EXERCISE TASKS
A - Repeat the passage of the stroke nutrition text from "TreeTake is a" up to and including "of interesting info.".
B - According to the stroke nutrition text, at least how much of your food should come from whole grains?
C - Resume the stroke nutrition text after its last sentence and keep writing in the same style.

STUDY TEXT
TreeTake is a monthly bilingual colour magazine on environment that is fully committed to serving Mother Nature with well researched, interactive and engaging articles and lots of interesting info.

Dr Deepak K Agarwal

Dr Deepak K Agarwal

Dr Deepak K Agarwal

Specialist’s Corner

Eat right after a stroke

Eating well after a stroke is key to recovery. Choosing healthy foods can help control blood pressure, body weight, reduce a person’s risk of having another stroke, and may help with the demands of stroke therapy and other daily activities. Make sure at least half of your food comes from whole grains. Choose often nutrient-rich dark green and orange vegetables and remember to regularly eat dried beans and peas.  Eat a variety of fresh, frozen or dried fruits each day. Choose low-fat or fat-free dairy foods or a variety of non-dairy calcium-rich foods each day. Choose low-fat or lean meats, poultry; and remember to vary your choices with more beans, peas, nuts, seeds and fish sources. In terms of fats, make most of your fat sources from fish, nuts and vegetable oils. Limit fat sources from butter, stick margarine, shortening or lard.

MATERIAL PROVIDED

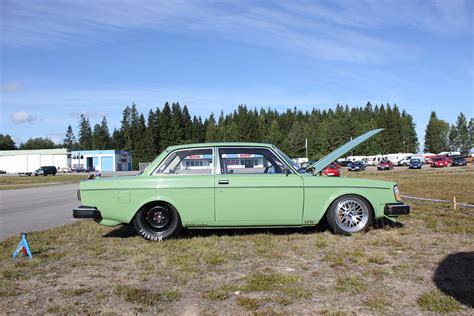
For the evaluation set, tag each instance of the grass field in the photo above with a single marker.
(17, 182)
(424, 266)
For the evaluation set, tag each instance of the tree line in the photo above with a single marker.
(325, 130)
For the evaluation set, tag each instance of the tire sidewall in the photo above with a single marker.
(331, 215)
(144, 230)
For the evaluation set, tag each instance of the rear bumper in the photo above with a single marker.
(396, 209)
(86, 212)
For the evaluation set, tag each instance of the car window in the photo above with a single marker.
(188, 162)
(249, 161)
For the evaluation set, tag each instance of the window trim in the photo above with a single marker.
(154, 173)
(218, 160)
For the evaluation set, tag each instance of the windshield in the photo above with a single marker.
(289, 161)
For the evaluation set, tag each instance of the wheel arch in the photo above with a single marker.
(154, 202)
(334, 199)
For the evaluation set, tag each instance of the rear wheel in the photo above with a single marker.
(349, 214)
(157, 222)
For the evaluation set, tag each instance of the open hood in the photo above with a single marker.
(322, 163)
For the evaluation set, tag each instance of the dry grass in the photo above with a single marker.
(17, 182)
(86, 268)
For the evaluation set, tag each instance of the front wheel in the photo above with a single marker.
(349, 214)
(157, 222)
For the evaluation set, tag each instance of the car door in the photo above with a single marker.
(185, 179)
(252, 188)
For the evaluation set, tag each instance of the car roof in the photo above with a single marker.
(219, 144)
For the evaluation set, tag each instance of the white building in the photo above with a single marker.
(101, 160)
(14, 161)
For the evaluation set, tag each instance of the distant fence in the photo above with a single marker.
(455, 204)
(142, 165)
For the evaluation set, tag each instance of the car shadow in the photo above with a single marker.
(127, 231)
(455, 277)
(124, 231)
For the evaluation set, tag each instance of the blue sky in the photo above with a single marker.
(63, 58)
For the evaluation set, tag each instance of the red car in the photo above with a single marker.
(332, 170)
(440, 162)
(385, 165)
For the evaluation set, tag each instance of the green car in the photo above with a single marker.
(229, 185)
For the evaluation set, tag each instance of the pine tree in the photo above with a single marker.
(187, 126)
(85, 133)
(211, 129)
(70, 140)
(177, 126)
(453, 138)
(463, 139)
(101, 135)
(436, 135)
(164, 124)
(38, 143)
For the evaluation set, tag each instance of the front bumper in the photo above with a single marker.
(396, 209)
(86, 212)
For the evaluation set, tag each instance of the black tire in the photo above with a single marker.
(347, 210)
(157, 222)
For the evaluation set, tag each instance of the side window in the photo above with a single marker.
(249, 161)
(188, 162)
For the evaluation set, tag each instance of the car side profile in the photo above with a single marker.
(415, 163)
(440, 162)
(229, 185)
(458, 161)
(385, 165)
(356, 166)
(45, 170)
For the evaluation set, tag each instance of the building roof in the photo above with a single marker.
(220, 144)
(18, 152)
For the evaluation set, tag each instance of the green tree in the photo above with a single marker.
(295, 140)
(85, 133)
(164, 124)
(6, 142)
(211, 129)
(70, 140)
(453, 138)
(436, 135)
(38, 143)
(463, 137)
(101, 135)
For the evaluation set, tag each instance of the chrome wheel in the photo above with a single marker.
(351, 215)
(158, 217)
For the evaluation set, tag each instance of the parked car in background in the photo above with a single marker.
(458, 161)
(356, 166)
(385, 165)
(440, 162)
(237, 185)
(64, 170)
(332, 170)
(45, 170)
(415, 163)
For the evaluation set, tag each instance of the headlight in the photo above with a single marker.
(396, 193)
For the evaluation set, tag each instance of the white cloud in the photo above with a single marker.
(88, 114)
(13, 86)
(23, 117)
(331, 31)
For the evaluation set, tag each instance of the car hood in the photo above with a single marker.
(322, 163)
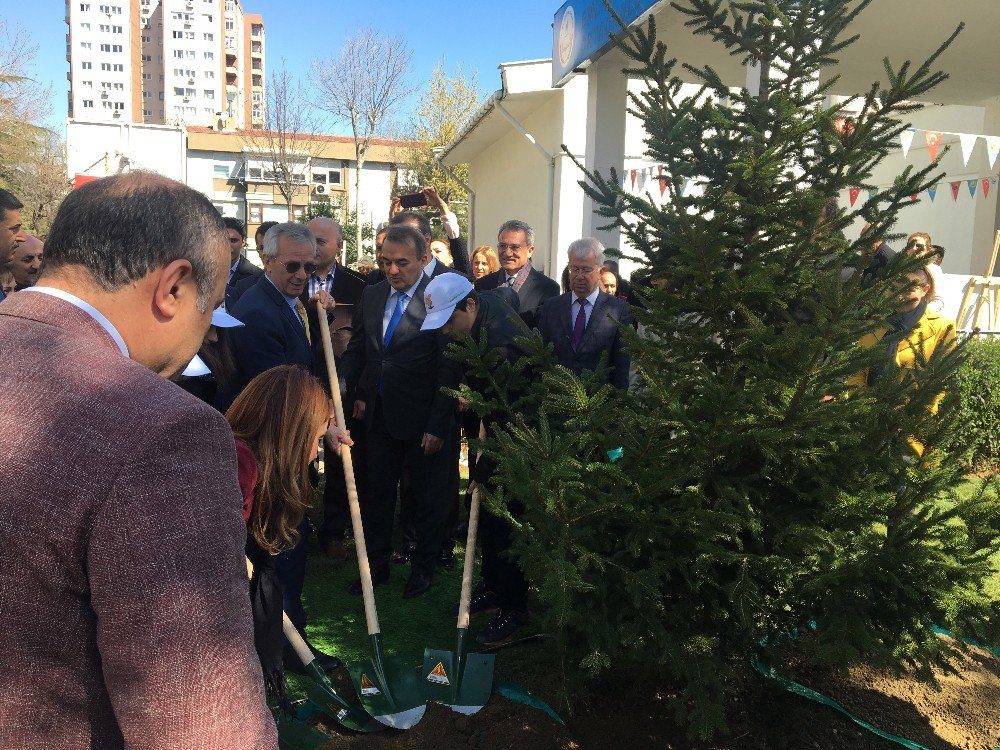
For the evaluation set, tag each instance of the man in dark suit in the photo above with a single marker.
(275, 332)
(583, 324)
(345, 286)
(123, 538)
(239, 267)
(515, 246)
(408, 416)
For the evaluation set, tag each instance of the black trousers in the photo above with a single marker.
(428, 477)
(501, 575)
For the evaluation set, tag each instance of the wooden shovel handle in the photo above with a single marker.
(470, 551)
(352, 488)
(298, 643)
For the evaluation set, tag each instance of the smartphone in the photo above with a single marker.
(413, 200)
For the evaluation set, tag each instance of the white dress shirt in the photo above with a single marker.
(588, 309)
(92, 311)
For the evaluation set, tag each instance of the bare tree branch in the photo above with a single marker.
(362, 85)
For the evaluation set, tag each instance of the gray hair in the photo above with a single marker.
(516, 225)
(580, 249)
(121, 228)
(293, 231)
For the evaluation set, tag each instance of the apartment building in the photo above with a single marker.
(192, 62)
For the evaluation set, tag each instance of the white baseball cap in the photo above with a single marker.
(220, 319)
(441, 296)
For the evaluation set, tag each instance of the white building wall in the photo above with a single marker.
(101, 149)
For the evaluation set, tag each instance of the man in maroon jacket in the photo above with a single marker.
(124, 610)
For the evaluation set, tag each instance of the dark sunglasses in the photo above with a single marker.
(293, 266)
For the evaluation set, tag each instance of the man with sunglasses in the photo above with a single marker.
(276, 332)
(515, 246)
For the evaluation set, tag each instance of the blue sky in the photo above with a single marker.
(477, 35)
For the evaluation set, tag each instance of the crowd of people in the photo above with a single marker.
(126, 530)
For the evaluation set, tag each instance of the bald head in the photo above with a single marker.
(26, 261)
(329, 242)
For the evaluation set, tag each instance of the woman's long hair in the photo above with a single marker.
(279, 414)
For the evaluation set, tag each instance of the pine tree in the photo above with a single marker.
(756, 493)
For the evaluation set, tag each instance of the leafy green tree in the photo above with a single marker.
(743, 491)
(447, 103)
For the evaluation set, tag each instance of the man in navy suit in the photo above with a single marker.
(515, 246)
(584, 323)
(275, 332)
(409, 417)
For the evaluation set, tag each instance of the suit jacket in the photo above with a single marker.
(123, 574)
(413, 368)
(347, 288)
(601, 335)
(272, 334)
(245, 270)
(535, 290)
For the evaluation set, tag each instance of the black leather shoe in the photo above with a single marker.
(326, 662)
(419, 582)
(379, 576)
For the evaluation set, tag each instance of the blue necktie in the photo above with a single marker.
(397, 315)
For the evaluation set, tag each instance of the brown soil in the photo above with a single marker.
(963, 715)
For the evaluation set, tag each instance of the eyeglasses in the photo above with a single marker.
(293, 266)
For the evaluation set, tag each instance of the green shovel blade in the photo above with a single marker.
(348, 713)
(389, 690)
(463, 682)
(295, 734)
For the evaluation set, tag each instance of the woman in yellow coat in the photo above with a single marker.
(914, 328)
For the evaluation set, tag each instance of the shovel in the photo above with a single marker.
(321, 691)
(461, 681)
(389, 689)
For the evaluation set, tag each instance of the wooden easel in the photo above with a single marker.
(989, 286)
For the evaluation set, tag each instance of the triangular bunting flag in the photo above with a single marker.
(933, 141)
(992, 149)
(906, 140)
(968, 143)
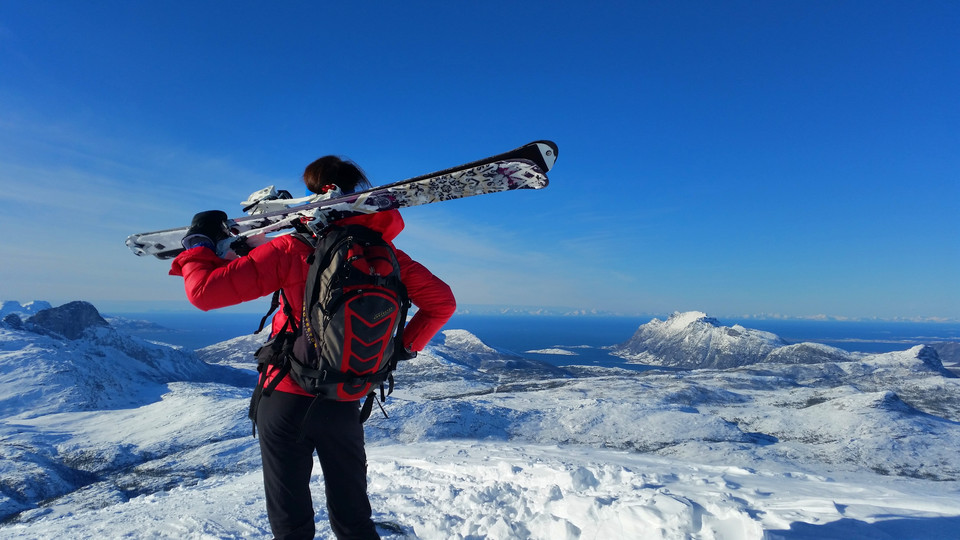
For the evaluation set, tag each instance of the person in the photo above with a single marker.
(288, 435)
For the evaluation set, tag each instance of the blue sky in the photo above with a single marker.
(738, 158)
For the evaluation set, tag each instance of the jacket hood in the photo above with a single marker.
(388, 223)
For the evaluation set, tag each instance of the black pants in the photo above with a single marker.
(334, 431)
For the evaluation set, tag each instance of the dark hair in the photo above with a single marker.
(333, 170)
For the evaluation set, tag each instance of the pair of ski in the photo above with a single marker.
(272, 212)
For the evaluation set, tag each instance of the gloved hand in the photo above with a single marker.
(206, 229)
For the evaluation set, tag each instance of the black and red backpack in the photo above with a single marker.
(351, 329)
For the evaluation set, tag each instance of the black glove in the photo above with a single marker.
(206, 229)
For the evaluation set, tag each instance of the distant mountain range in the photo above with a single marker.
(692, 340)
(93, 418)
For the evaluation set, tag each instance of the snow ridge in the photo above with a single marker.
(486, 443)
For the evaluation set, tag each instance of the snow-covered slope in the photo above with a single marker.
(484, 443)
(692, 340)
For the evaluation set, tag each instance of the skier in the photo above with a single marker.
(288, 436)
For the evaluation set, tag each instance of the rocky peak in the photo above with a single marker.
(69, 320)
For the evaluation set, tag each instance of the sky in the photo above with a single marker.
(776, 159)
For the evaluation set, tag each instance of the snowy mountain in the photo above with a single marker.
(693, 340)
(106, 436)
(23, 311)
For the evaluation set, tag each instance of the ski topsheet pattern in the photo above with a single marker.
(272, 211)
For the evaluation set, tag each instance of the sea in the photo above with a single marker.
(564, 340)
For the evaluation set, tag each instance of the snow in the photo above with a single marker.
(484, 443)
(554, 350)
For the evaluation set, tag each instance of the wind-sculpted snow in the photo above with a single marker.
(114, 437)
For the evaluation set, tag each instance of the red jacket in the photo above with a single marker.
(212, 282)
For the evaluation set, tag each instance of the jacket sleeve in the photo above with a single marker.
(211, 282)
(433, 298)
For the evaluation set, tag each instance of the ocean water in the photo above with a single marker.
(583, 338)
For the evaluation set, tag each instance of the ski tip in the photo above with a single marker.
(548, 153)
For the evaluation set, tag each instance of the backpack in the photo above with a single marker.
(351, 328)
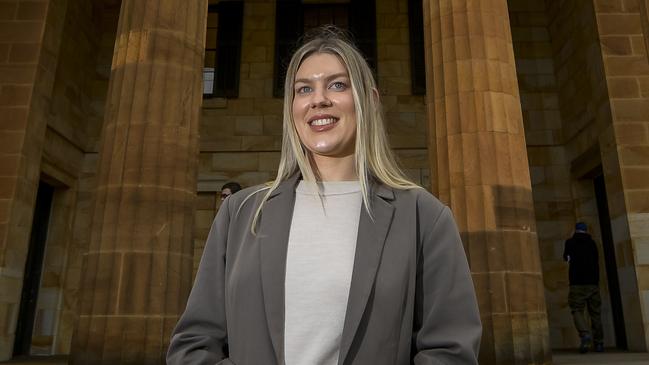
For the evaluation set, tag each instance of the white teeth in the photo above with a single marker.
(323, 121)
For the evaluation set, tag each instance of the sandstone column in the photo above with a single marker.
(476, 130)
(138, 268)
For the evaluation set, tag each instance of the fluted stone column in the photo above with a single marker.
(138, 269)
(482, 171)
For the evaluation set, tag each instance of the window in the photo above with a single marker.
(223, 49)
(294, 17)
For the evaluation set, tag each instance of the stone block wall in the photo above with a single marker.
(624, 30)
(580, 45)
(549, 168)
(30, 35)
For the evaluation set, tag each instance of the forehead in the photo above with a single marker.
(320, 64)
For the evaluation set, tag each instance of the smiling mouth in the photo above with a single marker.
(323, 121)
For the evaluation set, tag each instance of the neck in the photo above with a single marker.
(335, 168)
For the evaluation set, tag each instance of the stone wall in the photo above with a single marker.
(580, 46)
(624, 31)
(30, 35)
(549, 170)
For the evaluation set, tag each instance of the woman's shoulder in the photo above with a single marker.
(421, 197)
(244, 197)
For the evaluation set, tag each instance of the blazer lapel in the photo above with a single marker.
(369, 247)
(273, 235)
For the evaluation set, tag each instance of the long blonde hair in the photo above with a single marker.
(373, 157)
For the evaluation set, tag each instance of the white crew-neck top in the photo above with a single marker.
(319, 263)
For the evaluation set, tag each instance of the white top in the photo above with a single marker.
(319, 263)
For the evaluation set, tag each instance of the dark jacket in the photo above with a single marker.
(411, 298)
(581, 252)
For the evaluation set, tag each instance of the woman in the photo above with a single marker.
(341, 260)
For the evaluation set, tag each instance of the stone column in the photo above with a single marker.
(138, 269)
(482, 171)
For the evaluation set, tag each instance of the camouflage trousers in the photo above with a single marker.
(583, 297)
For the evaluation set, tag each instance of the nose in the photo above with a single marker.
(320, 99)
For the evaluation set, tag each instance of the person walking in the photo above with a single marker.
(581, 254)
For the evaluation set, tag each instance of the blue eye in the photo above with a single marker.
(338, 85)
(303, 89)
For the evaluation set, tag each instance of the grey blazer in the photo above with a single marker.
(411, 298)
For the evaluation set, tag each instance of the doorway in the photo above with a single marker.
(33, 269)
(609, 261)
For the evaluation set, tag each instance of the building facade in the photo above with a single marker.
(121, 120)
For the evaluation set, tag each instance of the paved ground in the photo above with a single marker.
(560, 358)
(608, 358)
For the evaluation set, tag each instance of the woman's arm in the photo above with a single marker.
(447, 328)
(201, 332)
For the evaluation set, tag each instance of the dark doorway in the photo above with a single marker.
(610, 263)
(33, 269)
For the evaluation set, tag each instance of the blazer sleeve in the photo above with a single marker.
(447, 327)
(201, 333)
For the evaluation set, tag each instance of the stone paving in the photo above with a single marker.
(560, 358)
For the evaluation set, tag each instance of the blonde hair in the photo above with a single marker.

ANSWERS TO THIS EXERCISE
A -
TreeTake is a monthly bilingual colour magazine on environment that is fully committed to serving Mother Nature with well researched, interactive and engaging articles and lots of interesting info.

B - At least half.

C -
Eat a variety of foods each day

Because no single food can provide our bodies with all of the nutrients we need for good health, choose a variety of foods each day. In order to reap the health-protective nutrients found in fruits and vegetables, its important to choose a variety of colorful foods at each meal. Go for a rainbow approach by choosing an array of fruits, vegetables and legumes – dark reds, oranges, vibrant yellows, deep greens, blues and purples. By choosing a rainbow of color you’ll be sure to take in a wide range of nutrients. Research shows that the best way to reap the benefits of a healthy diet is to increase your intake of fruits and vegetables. So, in addition to steps 1 and 2, make sure you eat a minimum of 5 servings each day. One serving of vegetable is equal to: 1 cup raw or leafy vegetable;  ½ cup cooked vegetables or 6 ounces vegetable juice. One serving of fruit is equal to:   1 medium sized (tennis ball size) piece of fruit; 1 four-inch banana;  ½ cup fruit cocktail, in own juice; ½ grapefruit; 1 cup diced melon or berries; 2 Tbsp dried fruit, or 4 ounces 100% fruit juice. Limit your intake of saturated and trans fat and cholesterol.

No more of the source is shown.